**Passage:**
━━━━━━━━━━

On July 14, 2025, we announced the positive results of a Feasibility Study ("FS") on our Gramalote Project. Highlights of the FS include a meaningful production profile with average annual gold production of 177,000 ounces over a 13-year project life and strong project economics with an after-tax net present value discounted at 5% of $941 million and an after-tax internal rate of return of 22.4% at $2,500 gold price. The study also highlights a low-cost operating structure and favourable metallurgical characteristics,

reinforcing the project's potential as a robust and economically attractive asset. We are progressing well on amending the mining and environmental permits and resettlement at Gramalote Project. We expect to make a decision as to next steps at Gramalote by mid-year 2027.

On July 30, 2025, we received approval from the State of Mali to begin underground operations at the Fekola Mine, including stope ore production. Underground production commenced in the third quarter of 2025 and was a key contributor to the Fekola Complex's production in 2025. Underground production is a key production growth-driver for the Fekola Complex over the next few years, and we will focus exploration efforts on it as we seek to increase high grade underground resources.

On September 15, 2025, the Board approved a development decision on the Antelope underground deposit at the Otjikoto Mine which we believe has the potential to supplement Otjikoto Mine low-grade stockpile production during the period between 2028 to 2032 and result in a meaningful

low-cost production profile for the Otjikoto Mine into the next decade.

B2GOLD 2026 Management Information Circular 7.

8. B2GOLD 2026 Management Information Circular

SAFETY FIRST

B2Gold continues to lead the industry in health and safety, environmental and social initiatives across our operations, guided by our core principles of fairness,

respect, transparency, and accountability. Our commitment to responsible mining will be detailed in our upcoming Responsible Mining Report, set for release in May 2026 and I encourage you to explore it. The report showcases our 2025 milestones and achievements, including an impressive ninth consecutive year without an on-site fatality across

all operations, while upholding one of the industry's lowest injury rates. We maintained our Lost Time Injury Frequency Rate and Total Recordable Injury Frequency Rate at mining industry lows of 0.09 and 0.35, respectively. Most notably, our team at Masbate surpassed an outstanding seven years (45.7 million hours) without a Lost Time Injury and Fekola surpassed two years (23.9 million hours) without an LTI.

These safety achievements are made possible by our dedicated and diverse global workforce. Of our 6,327 employees globally, approximately 97% are national employees and 13.3% of employees are female.

━━━━━━━━━━

**Goal:** Using the circular, explain in one to three sentences why the Board approved a development decision on the Antelope underground deposit at the Otjikoto Mine.

━━━━━━━━━━

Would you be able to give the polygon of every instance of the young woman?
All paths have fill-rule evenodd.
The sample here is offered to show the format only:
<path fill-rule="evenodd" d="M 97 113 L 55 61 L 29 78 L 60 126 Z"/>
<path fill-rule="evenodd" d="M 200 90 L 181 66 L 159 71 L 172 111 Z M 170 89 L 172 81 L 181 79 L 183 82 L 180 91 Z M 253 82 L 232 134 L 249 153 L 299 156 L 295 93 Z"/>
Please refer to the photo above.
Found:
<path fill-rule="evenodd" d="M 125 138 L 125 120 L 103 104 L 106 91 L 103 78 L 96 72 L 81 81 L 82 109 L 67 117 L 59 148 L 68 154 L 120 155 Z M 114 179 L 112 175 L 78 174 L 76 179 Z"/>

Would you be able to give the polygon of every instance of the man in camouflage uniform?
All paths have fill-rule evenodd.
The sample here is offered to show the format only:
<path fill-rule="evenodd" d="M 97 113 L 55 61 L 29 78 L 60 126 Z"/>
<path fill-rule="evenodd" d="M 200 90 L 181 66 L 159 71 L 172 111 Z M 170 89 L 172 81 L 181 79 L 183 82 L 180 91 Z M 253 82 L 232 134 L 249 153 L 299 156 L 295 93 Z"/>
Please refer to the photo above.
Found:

━━━━━━━━━━

**Response to this task:** The company believes the Antelope underground deposit could supplement the Otjikoto Mine's low-grade stockpile production from 2028 to 2032. It could also give the Otjikoto Mine a meaningful low-cost production profile into the next decade.